→ Task objective
Pick out and copy each line of the entries below that contains the string "sign". Letter case must match.

----------------------------------------

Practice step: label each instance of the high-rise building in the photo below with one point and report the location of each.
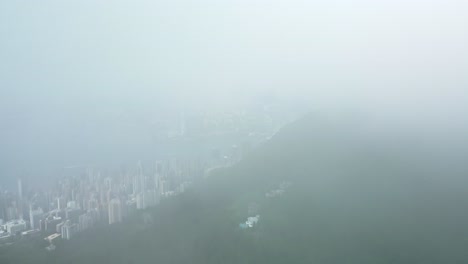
(35, 217)
(69, 230)
(20, 189)
(115, 211)
(13, 227)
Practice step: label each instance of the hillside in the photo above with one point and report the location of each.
(355, 197)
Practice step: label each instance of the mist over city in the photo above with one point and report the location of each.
(233, 131)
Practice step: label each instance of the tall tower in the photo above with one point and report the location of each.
(115, 211)
(182, 123)
(20, 189)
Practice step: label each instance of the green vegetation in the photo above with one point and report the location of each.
(351, 202)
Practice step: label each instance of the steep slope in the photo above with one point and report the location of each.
(357, 196)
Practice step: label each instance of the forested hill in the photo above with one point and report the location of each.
(356, 195)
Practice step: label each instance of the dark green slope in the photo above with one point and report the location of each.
(357, 196)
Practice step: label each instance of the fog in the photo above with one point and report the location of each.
(156, 128)
(69, 70)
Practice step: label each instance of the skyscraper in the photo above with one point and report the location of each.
(35, 217)
(115, 211)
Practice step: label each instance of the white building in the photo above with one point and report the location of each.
(35, 217)
(15, 226)
(69, 230)
(115, 211)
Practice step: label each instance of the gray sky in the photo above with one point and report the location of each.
(63, 63)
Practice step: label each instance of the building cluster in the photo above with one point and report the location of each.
(278, 191)
(88, 198)
(251, 222)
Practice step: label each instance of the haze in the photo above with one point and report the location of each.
(82, 80)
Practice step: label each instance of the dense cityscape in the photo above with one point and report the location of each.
(83, 198)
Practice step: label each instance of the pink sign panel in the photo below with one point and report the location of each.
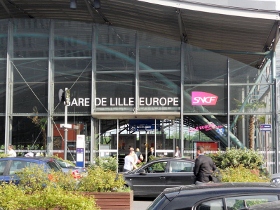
(203, 98)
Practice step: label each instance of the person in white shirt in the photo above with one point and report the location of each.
(129, 161)
(11, 152)
(177, 152)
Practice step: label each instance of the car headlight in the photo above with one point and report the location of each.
(275, 180)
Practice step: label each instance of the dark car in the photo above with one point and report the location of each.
(216, 196)
(152, 178)
(11, 165)
(267, 206)
(71, 168)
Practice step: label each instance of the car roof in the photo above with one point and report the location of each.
(33, 159)
(268, 205)
(219, 189)
(171, 158)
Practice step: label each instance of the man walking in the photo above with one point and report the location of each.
(204, 166)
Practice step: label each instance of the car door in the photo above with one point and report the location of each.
(151, 182)
(4, 165)
(180, 172)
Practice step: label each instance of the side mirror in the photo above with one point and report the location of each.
(142, 172)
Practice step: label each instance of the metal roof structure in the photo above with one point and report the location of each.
(243, 34)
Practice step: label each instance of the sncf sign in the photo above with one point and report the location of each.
(203, 98)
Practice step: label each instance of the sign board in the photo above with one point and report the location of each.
(80, 151)
(210, 146)
(265, 127)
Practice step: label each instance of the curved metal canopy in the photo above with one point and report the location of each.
(242, 34)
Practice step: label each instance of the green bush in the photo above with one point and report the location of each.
(100, 180)
(241, 174)
(233, 157)
(106, 163)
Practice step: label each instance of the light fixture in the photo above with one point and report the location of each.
(73, 4)
(96, 4)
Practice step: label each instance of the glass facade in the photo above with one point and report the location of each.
(117, 75)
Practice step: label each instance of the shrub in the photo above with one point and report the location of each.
(106, 163)
(233, 157)
(240, 174)
(100, 180)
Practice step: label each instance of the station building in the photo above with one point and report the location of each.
(140, 74)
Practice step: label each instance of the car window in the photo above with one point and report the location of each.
(211, 205)
(16, 166)
(158, 167)
(180, 166)
(235, 203)
(2, 166)
(53, 165)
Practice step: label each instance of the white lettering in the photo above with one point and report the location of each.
(131, 101)
(87, 101)
(74, 102)
(141, 101)
(162, 101)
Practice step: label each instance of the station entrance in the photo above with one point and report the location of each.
(116, 137)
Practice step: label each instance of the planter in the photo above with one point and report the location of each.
(112, 200)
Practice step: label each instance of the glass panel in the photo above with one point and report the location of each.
(116, 49)
(3, 38)
(26, 133)
(205, 99)
(29, 97)
(158, 53)
(250, 98)
(30, 86)
(74, 70)
(2, 131)
(74, 74)
(255, 134)
(2, 98)
(31, 71)
(241, 73)
(80, 101)
(115, 92)
(207, 128)
(80, 125)
(2, 166)
(72, 39)
(204, 67)
(31, 38)
(159, 91)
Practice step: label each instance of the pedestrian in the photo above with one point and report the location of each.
(204, 167)
(11, 152)
(139, 155)
(129, 161)
(177, 152)
(151, 154)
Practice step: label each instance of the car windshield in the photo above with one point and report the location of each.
(53, 166)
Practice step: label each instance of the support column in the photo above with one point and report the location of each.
(9, 87)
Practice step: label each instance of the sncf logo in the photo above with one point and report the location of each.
(203, 98)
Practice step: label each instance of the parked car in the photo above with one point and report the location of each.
(275, 178)
(152, 178)
(218, 196)
(275, 205)
(11, 165)
(67, 167)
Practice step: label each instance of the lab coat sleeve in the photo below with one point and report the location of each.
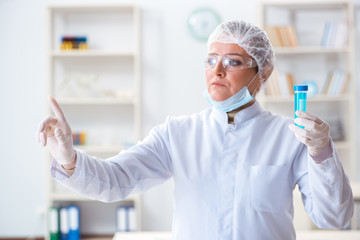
(135, 170)
(326, 192)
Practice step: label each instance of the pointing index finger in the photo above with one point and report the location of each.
(56, 109)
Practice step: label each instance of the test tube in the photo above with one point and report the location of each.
(300, 92)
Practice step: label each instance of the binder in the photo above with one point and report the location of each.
(54, 223)
(74, 222)
(64, 224)
(132, 219)
(121, 219)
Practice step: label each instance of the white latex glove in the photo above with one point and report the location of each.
(316, 135)
(55, 133)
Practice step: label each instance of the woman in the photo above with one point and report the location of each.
(234, 166)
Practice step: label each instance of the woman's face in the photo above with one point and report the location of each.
(223, 83)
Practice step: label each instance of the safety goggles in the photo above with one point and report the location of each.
(231, 62)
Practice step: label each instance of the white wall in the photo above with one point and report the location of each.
(172, 70)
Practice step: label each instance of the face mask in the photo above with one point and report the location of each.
(239, 99)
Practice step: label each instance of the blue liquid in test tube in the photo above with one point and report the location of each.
(300, 92)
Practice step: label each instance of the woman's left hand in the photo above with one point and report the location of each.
(316, 135)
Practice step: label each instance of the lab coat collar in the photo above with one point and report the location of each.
(240, 118)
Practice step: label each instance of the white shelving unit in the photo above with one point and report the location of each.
(310, 60)
(99, 90)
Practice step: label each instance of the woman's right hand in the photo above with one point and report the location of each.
(55, 133)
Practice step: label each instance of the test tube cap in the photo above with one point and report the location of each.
(300, 87)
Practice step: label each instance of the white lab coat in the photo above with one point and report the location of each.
(231, 181)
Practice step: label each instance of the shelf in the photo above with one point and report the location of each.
(317, 98)
(310, 50)
(90, 53)
(94, 101)
(314, 5)
(70, 196)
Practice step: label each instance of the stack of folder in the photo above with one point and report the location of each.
(64, 223)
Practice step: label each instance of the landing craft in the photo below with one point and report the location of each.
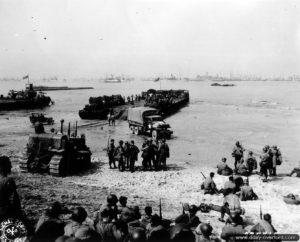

----------------------------------------

→ Solution to this problem
Practice step: label each instance of the pink sign panel in the photo below with one point and report the location of each.
Practice step: label each instance of the sncf sign in the photo above with one point and report the location of each.
Practice step: label each instance of the sign board in the photo above with one point and report the location of each.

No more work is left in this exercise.